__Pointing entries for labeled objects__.
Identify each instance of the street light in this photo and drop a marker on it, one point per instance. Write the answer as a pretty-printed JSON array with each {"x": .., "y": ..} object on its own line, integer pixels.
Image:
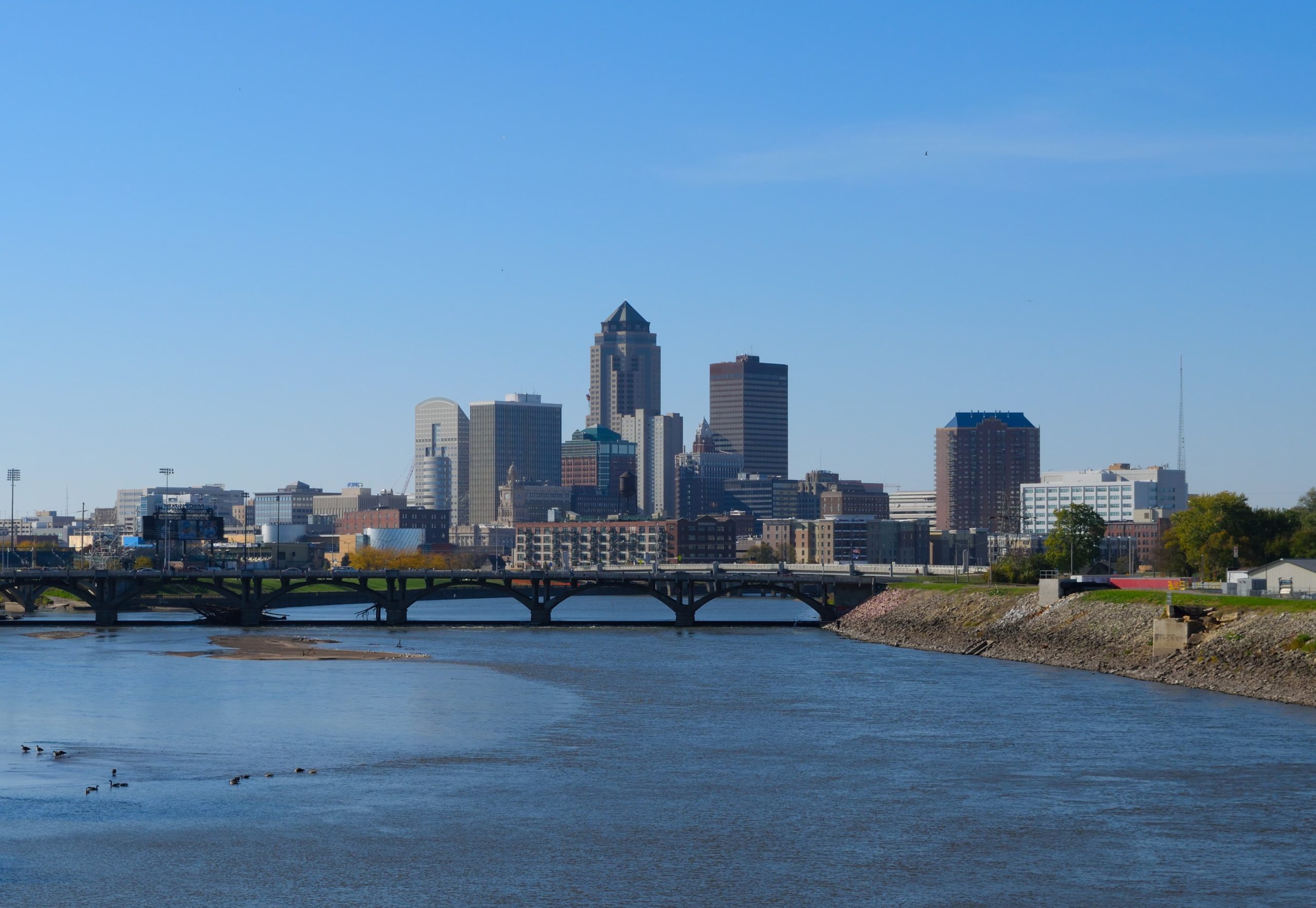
[
  {"x": 166, "y": 473},
  {"x": 13, "y": 477}
]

__Aim of the exercise__. Reproduce every line of the records above, including the requests. Multiply each pixel coordinate in the answers by 2.2 and round to the nearest whole number, with halves rounded up, and omit the pictures.

__Full output__.
Identify each instance of the street light in this photo and drop a marker on it, one point per instance. Write the answer as a pretty-printed JSON array with each {"x": .., "y": ..} object on its own line, integer pixels.
Image:
[
  {"x": 365, "y": 1041},
  {"x": 29, "y": 1049}
]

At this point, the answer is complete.